- [问题陈述]:
照抄下方页面摘录中的一段文字，从含有“val sparkConf = new”的那句开始，抄到“Spark = SparkSession.builder().config(sparkConf).getOrCreate()”为止，一字不改。

====== 页面摘录 ======

使用 spark
将 dataFrame
储存到 elasticsearch
出现如下报错:
Caused by: org.elasticsearch.hadoop.EsHadoopException: Could not write all entries [1/1] (Maybe ES was overloaded?). Error sample (first [1] error messages):
rejected execution of org.elasticsearch.transport.TransportService$4@7d5f91de on EsThreadPoolExecutor[bulk, queue capacity = 50, org.elasticsearch.common.util.concurrent.EsThreadPoolExecutor@3447703a[Running, pool size = 32, active threads = 32, queued tasks = 68, completed tasks = 9151096]]
Bailing out...
这个无法查到定位到报错位置,所以在新建 spark
的时候进行如下配置:
val masterUrl = "local"
val appName = "ttyb"
val sparkConf = new SparkConf()
.setMaster(masterUrl)
.setAppName(appName)
.set("es.nodes", "172.16.14.21")
.set("es.port", "9200")
//Bailing out...错误
.set("es.batch.size.entries", "1")
//插入失败后无限重复插数据
.set("es.batch.write.retry.count", "-1")
//查数据等待时间
.set("es.batch.write.retry.wait", "100")
val Spark = SparkSession.builder().config(sparkConf).getOrCreate()
得到新的错误:
org.elasticsearch.hadoop.rest.EsHadoopInvalidRequest:
null
报错显示:
ES
负载过高,需要重新修复
本想重启 ES
,发现是机器 磁盘空间已满
,查错成功

====== 所给材料 ======

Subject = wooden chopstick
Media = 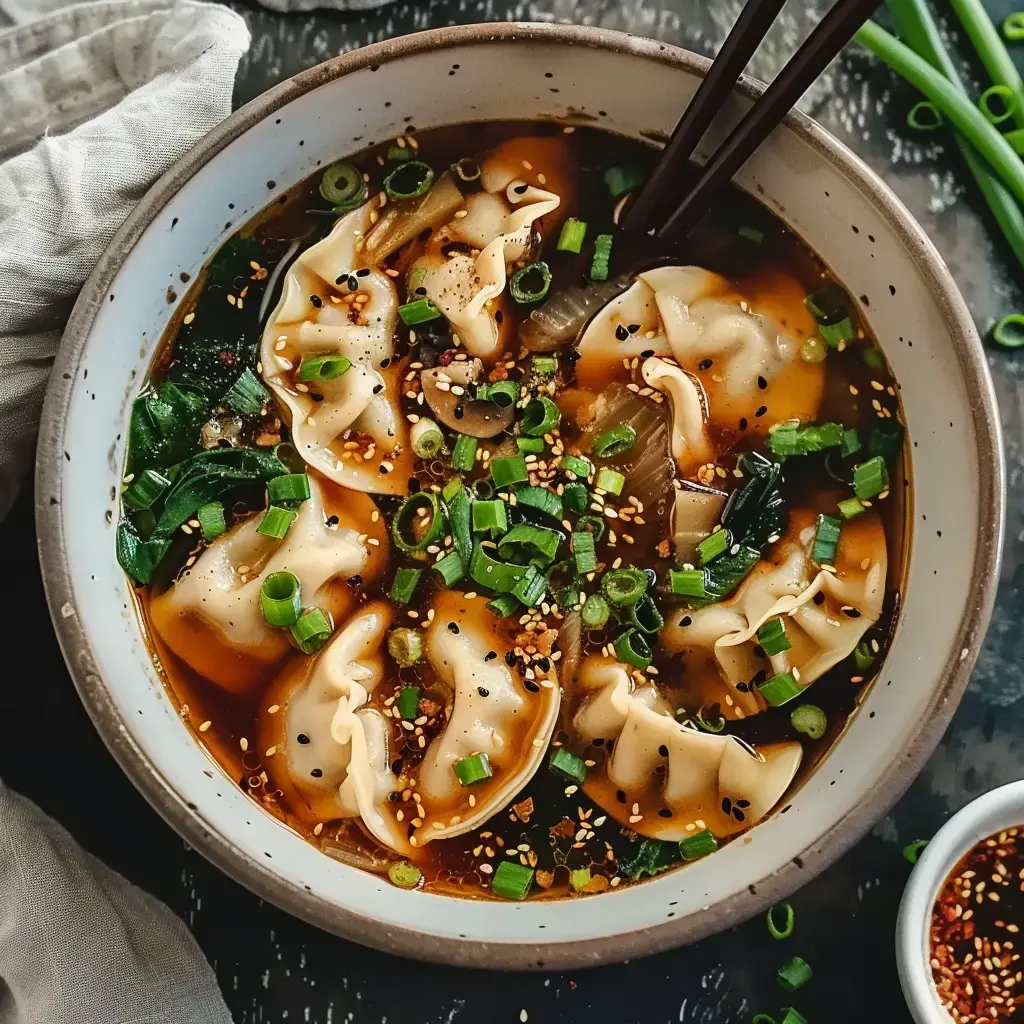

======

- [书面解答]:
val sparkConf = new SparkConf()
.setMaster(masterUrl)
.setAppName(appName)
.set("es.nodes", "172.16.14.21")
.set("es.port", "9200")
//Bailing out...错误
.set("es.batch.size.entries", "1")
//插入失败后无限重复插数据
.set("es.batch.write.retry.count", "-1")
//查数据等待时间
.set("es.batch.write.retry.wait", "100")
val Spark = SparkSession.builder().config(sparkConf).getOrCreate()